THE PROBLEM –
Only the number is needed: the count of lines in the records with the word "below".

DATA FOR ANALYSIS START

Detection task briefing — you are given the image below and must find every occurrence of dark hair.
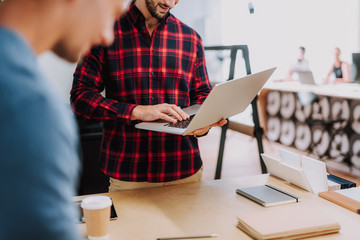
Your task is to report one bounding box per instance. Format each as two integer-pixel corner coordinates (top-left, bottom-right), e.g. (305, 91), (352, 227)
(299, 46), (306, 52)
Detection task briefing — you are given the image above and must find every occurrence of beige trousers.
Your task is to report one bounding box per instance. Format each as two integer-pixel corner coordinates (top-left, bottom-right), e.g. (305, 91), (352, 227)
(109, 167), (203, 192)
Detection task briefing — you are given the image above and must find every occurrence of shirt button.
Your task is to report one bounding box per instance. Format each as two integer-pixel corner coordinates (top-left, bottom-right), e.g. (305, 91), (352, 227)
(151, 96), (155, 101)
(152, 48), (156, 52)
(151, 72), (155, 76)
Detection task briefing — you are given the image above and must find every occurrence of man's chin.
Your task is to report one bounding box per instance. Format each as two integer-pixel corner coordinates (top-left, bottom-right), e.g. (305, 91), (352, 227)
(52, 45), (84, 63)
(58, 52), (81, 63)
(154, 12), (168, 21)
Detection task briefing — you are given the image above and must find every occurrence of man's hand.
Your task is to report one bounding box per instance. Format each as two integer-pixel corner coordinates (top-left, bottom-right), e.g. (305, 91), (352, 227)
(131, 104), (189, 123)
(187, 119), (228, 136)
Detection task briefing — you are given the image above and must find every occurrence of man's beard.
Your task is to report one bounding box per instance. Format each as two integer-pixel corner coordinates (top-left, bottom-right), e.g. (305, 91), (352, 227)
(145, 0), (169, 21)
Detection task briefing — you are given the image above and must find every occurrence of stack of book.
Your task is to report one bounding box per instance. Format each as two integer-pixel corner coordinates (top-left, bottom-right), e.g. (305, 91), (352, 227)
(236, 205), (340, 240)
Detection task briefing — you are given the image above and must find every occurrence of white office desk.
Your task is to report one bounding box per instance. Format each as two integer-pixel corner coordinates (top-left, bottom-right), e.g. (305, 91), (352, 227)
(75, 174), (360, 239)
(264, 81), (360, 100)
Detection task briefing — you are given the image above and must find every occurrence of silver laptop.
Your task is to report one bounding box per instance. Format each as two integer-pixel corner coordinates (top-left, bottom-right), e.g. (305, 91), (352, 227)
(297, 70), (315, 85)
(135, 67), (276, 135)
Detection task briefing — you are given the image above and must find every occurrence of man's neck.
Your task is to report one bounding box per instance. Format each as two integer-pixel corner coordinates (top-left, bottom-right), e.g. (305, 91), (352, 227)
(134, 0), (161, 35)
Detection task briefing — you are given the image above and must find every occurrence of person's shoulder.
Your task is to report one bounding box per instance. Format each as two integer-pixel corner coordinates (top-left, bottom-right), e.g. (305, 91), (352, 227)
(341, 61), (350, 67)
(0, 48), (72, 137)
(0, 33), (40, 107)
(0, 27), (36, 68)
(168, 14), (202, 39)
(0, 26), (26, 45)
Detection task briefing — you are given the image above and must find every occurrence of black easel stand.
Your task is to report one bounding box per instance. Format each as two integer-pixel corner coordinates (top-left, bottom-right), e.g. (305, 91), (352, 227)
(205, 45), (267, 179)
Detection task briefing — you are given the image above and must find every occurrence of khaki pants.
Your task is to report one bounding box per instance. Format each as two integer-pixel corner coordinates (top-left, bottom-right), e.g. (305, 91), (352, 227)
(109, 167), (203, 192)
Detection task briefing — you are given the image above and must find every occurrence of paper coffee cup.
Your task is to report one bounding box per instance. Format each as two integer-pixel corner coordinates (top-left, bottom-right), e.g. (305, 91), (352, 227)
(81, 196), (112, 240)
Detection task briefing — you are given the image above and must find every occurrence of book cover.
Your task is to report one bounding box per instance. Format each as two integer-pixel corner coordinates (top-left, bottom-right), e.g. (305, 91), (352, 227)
(237, 205), (340, 240)
(236, 185), (300, 207)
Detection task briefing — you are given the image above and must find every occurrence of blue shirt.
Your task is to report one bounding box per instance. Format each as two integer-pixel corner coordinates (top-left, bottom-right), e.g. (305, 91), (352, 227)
(0, 27), (82, 240)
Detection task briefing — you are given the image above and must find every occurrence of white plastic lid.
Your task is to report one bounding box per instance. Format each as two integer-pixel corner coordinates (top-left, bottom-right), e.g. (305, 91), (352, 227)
(81, 196), (112, 210)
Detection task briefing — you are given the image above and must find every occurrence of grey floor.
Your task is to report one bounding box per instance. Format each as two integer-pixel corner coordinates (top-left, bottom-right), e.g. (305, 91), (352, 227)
(198, 126), (268, 181)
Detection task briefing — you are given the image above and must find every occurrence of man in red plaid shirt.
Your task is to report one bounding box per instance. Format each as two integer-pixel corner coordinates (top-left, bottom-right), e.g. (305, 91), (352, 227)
(71, 0), (226, 191)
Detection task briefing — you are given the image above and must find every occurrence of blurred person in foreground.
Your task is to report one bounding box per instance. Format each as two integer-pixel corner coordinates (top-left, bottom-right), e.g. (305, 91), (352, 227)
(0, 0), (131, 239)
(71, 0), (227, 192)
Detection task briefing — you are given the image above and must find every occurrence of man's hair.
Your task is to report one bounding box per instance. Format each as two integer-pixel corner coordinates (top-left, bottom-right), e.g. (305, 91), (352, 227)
(299, 46), (305, 52)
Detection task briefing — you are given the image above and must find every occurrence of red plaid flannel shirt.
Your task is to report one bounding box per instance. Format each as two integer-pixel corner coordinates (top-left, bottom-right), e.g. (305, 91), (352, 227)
(70, 4), (211, 182)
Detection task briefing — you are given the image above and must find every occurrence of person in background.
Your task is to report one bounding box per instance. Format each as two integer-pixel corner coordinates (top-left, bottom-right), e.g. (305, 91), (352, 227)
(0, 0), (130, 239)
(70, 0), (227, 192)
(324, 47), (351, 84)
(285, 46), (310, 82)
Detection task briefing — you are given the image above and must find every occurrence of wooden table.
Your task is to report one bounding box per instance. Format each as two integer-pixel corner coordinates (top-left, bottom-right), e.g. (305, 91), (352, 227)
(75, 174), (360, 239)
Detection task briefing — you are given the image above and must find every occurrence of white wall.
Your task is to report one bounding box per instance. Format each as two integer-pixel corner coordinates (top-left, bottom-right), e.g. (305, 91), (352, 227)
(38, 52), (77, 103)
(172, 0), (222, 45)
(219, 0), (360, 82)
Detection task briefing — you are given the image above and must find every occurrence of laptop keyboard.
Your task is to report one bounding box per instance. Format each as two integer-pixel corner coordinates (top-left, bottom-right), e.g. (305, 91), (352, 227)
(164, 115), (195, 129)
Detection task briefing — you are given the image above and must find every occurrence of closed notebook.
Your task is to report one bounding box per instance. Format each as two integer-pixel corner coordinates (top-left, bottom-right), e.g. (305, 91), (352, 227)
(236, 185), (300, 207)
(237, 205), (340, 240)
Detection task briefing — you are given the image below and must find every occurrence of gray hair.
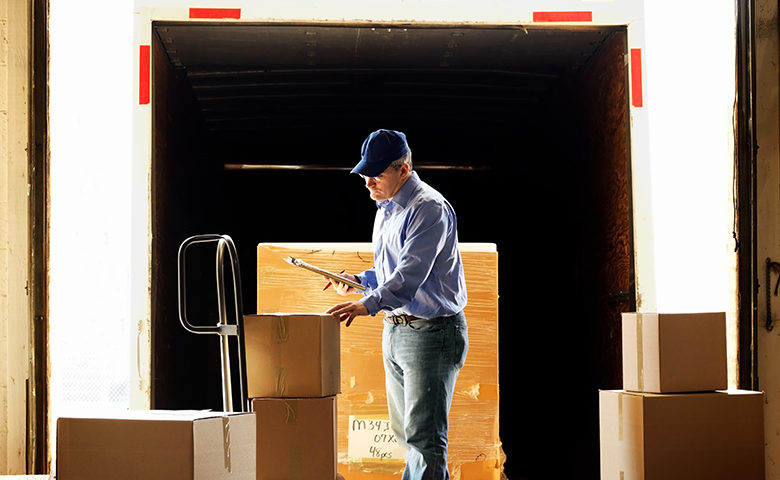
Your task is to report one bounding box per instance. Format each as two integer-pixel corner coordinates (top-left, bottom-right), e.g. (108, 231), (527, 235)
(389, 151), (413, 170)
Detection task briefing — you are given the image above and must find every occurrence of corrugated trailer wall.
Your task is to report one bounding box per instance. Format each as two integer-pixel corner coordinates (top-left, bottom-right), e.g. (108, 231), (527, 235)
(551, 29), (633, 474)
(567, 30), (632, 392)
(581, 30), (633, 393)
(151, 33), (229, 411)
(495, 29), (632, 476)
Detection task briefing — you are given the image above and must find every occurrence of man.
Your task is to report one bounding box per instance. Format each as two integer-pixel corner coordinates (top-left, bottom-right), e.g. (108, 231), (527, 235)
(326, 129), (469, 480)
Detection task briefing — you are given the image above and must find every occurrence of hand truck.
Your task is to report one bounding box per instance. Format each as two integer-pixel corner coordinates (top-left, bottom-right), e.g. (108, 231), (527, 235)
(177, 233), (249, 413)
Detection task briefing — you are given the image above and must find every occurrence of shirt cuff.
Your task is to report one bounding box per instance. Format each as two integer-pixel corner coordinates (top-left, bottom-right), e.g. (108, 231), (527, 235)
(360, 295), (381, 316)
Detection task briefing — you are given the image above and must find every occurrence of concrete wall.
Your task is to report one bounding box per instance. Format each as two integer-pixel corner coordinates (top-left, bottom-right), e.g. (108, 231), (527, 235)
(0, 0), (31, 474)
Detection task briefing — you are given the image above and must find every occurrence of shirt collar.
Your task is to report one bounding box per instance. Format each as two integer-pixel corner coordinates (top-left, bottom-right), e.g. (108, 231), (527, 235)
(381, 170), (419, 209)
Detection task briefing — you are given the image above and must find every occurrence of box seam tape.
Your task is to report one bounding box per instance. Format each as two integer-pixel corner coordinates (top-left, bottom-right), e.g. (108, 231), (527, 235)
(618, 393), (625, 480)
(618, 391), (624, 441)
(222, 415), (232, 473)
(276, 315), (290, 343)
(636, 313), (644, 391)
(276, 316), (289, 395)
(276, 366), (288, 396)
(284, 400), (298, 425)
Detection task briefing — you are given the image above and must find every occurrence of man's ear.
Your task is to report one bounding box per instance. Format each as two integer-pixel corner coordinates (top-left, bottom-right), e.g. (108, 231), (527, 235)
(401, 162), (411, 178)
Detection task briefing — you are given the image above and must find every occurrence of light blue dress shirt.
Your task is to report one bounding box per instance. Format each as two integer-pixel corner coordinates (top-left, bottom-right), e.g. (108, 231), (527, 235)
(356, 171), (467, 318)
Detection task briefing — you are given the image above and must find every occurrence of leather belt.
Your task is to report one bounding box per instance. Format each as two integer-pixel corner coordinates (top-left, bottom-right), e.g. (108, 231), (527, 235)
(387, 314), (420, 325)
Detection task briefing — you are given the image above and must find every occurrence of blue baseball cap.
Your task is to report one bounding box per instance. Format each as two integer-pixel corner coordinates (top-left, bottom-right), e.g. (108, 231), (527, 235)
(351, 129), (409, 177)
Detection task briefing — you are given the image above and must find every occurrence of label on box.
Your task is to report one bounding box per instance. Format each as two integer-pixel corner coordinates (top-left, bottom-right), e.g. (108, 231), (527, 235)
(347, 415), (406, 462)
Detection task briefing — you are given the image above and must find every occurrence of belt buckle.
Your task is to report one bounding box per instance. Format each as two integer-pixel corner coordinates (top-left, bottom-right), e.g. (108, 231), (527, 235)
(391, 314), (409, 325)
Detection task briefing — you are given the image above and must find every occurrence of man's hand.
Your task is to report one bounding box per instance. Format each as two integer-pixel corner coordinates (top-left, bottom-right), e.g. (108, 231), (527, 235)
(327, 301), (368, 327)
(322, 272), (359, 295)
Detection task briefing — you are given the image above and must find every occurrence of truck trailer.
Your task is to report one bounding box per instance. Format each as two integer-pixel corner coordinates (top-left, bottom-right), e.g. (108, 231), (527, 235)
(131, 3), (647, 479)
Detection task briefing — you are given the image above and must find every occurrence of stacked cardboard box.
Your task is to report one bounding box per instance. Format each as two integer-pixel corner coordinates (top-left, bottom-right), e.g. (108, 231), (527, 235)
(599, 312), (765, 480)
(256, 242), (503, 480)
(243, 313), (340, 479)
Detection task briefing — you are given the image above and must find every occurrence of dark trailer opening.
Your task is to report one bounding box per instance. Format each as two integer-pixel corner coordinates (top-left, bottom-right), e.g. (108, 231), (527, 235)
(149, 22), (634, 480)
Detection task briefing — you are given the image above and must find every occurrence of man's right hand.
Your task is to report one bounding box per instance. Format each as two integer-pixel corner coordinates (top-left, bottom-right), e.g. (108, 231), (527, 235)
(326, 300), (368, 327)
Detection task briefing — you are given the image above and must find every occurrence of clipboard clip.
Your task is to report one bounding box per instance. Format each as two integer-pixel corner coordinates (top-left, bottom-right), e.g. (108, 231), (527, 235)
(284, 256), (303, 267)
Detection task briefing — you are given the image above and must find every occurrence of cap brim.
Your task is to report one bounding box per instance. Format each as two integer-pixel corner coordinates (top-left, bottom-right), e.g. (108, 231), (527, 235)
(350, 159), (385, 177)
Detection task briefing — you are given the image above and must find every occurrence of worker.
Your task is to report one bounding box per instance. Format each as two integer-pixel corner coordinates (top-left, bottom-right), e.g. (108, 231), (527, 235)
(325, 129), (469, 480)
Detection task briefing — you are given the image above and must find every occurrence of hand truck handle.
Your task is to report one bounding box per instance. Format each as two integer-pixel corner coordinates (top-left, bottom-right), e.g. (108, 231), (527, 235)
(177, 234), (243, 333)
(177, 233), (249, 412)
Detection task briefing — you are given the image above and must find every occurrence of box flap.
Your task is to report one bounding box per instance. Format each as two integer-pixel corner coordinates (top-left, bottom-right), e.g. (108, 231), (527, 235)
(192, 413), (256, 480)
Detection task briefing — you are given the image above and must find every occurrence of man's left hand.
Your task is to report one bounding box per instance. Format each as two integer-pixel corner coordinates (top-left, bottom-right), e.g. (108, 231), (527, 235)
(326, 301), (368, 327)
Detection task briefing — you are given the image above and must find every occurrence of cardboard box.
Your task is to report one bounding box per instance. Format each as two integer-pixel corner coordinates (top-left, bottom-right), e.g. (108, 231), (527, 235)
(622, 312), (727, 393)
(56, 410), (256, 480)
(244, 313), (340, 398)
(252, 396), (337, 480)
(599, 389), (765, 480)
(257, 243), (503, 480)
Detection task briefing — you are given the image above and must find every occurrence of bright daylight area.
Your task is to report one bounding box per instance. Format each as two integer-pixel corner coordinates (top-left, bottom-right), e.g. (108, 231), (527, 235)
(48, 0), (135, 423)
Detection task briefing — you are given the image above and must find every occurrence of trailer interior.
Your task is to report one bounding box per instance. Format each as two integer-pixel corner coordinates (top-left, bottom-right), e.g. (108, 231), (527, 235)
(149, 22), (632, 479)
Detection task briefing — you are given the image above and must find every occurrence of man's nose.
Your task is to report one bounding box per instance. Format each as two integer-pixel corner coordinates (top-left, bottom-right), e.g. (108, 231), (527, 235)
(365, 177), (376, 186)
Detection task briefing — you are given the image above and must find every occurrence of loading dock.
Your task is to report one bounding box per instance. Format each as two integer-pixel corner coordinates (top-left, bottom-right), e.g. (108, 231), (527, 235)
(0, 0), (746, 477)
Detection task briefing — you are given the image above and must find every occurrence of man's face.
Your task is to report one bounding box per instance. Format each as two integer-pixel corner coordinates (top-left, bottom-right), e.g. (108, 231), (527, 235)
(361, 163), (410, 202)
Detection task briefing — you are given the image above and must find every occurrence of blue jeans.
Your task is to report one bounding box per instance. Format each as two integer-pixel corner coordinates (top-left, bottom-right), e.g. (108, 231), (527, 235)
(382, 312), (469, 480)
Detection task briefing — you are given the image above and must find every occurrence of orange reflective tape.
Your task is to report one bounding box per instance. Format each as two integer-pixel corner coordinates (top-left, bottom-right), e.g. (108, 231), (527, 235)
(631, 48), (644, 107)
(189, 8), (241, 19)
(533, 11), (593, 22)
(139, 45), (150, 105)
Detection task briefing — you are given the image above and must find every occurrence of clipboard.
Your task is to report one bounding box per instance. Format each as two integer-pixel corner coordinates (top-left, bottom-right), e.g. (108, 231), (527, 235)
(284, 256), (366, 291)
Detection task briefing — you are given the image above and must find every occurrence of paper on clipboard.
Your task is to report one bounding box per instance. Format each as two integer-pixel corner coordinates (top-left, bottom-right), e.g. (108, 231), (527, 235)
(284, 256), (366, 291)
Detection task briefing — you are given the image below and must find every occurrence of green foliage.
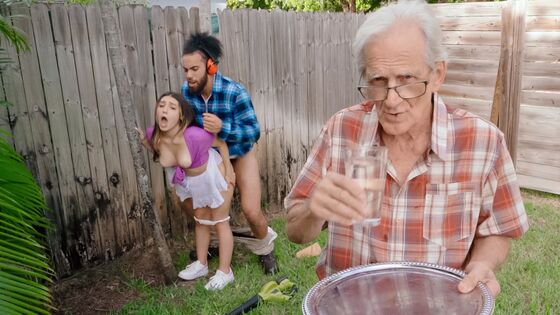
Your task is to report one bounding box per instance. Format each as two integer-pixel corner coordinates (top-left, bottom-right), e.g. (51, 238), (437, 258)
(0, 130), (54, 314)
(226, 0), (384, 12)
(225, 0), (498, 12)
(0, 1), (54, 313)
(0, 0), (31, 53)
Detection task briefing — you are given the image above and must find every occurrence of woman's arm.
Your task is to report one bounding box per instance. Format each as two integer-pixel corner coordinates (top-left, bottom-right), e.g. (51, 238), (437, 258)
(212, 137), (235, 186)
(135, 127), (153, 151)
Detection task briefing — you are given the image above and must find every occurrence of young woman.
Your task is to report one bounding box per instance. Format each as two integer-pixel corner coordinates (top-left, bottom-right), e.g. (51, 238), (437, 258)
(137, 92), (235, 291)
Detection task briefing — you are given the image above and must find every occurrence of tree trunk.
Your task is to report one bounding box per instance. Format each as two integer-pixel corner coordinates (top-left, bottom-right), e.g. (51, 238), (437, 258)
(98, 0), (176, 284)
(341, 0), (356, 12)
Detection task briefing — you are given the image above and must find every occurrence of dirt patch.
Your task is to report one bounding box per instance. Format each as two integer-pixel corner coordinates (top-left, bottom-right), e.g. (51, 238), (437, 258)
(521, 189), (560, 209)
(52, 244), (175, 314)
(52, 206), (285, 314)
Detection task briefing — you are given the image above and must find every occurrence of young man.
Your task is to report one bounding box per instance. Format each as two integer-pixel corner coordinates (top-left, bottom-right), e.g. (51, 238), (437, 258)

DATA FOR ANALYSIS END

ANSWER –
3